==== 抜粋

近年、全国的に金融機関が両替手数料を導入。山陰両県を営業エリアとする山陰合同銀行(松江市魚町)も2017年7月から手数料の徴収を始め、硬貨51~500枚は550円、501~千枚は1100円などと設定した。他の機関も同様の対応をしている。
例えば、5円玉を100枚持ち込むと、手数料の方が高くつく計算。渡部宮司は「どこの神社も同じ悩みを抱えている」と明かす。手数料がかからない50枚までで銀行に通うほか、釣り銭の小銭が必要な近隣の観光施設と融通し合うなど、工夫している。
従来、両替に手数料は徴収していなかったが、金融機関にも事情がある。同行営業統括部の石田恵美理副調査役は「大量の硬貨の両替には従来、相応の事務コストがかかっていた」と説明。金融サービス継続の観点から、やむを得ないと理解を求める。
さい銭として大量の硬貨が寄せられる神社は、今後どう対処すればいいのか。
明治・大正期に、祭神の武内宿禰命(たけのうちのすくねのみこと)と社殿が5円紙幣の図案となり、商売繁盛の御利益で知られる宇倍神社(鳥取市国府町宮下)は手数料対策として、さい銭のキャッシュレス化を検討している。金田祐季宮司(41)は「現金から電子化への移行期として、手数料は致し方ない」と受け止め、先を見据えた。

========

> **問題**:
A - 抜粋によると、山陰合同銀行が両替手数料の徴収を始めたのはいつですか。
B - 抜粋の中で発言がかぎかっこで引用されている人物を、肩書きとともにすべて挙げてください。

==== 抽出レコード

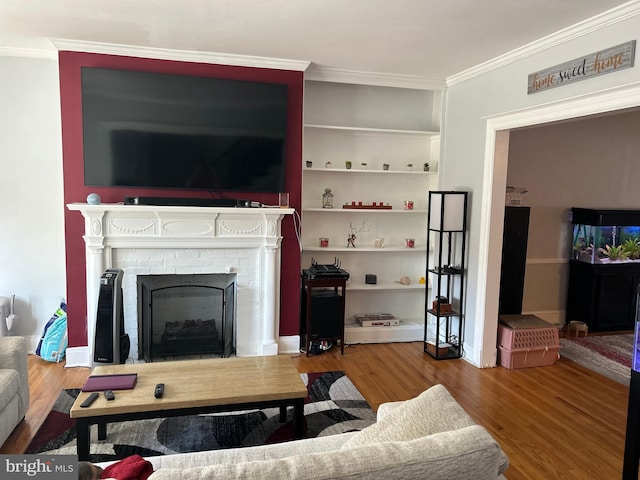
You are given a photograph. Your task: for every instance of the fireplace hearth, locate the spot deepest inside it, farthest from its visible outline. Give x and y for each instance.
(186, 315)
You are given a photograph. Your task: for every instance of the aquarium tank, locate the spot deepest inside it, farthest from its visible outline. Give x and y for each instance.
(605, 236)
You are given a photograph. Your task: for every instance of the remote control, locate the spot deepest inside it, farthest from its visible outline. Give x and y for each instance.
(159, 390)
(90, 399)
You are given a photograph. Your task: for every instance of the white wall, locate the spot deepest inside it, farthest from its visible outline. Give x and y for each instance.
(32, 258)
(475, 105)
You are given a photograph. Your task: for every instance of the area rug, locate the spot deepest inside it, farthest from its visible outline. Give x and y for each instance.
(608, 355)
(334, 405)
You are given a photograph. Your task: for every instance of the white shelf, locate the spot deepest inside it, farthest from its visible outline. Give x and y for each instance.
(383, 131)
(386, 287)
(332, 211)
(358, 170)
(405, 332)
(365, 249)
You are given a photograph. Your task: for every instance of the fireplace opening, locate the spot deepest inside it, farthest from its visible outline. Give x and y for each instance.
(186, 315)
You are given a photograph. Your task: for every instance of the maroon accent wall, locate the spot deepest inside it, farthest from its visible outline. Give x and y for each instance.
(70, 64)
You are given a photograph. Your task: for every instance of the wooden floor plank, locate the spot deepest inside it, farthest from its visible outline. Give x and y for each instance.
(562, 422)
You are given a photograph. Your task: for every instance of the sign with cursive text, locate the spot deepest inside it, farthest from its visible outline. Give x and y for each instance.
(610, 60)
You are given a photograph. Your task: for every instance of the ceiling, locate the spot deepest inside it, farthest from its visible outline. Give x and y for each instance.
(432, 39)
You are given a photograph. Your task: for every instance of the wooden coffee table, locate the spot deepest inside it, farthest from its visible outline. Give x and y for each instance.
(194, 387)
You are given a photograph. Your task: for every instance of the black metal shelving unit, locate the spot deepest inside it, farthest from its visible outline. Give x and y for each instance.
(446, 245)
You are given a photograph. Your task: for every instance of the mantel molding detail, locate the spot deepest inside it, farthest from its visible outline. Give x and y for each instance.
(239, 233)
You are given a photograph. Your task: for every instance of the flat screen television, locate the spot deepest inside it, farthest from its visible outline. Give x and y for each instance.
(155, 130)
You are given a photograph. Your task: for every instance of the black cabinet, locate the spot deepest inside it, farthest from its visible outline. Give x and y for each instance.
(603, 295)
(514, 259)
(322, 310)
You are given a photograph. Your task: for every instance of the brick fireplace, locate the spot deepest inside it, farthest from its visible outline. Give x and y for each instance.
(157, 240)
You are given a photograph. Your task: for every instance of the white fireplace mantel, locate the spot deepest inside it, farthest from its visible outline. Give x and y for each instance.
(197, 240)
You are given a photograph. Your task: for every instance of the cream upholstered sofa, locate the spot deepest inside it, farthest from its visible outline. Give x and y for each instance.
(429, 436)
(14, 384)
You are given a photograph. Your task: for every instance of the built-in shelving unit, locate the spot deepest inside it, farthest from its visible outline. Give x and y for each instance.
(395, 131)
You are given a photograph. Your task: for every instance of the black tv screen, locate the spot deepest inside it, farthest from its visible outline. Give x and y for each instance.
(156, 130)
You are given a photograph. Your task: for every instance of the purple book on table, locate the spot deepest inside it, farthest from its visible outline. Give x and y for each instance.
(124, 381)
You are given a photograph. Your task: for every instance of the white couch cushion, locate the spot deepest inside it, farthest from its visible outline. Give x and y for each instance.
(433, 411)
(466, 454)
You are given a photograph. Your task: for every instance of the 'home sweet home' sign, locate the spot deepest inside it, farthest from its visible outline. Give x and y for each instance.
(610, 60)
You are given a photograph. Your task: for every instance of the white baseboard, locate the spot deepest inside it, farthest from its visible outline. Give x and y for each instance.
(78, 357)
(289, 344)
(556, 317)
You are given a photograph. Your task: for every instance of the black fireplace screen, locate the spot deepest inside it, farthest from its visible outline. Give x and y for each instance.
(186, 315)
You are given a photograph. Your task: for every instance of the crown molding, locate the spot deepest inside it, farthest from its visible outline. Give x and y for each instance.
(179, 55)
(608, 18)
(325, 74)
(28, 53)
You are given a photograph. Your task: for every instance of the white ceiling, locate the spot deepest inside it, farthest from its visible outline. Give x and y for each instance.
(433, 39)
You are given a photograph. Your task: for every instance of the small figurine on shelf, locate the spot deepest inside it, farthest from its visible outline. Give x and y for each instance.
(327, 198)
(351, 239)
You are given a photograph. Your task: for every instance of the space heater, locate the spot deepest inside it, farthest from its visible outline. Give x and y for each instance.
(7, 315)
(111, 342)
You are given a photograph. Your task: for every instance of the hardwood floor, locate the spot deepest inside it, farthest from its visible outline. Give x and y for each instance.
(558, 422)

========

> **解答一覧**:
A - 2017年7月からです。

B - 渡部宮司、石田恵美理副調査役、金田祐季宮司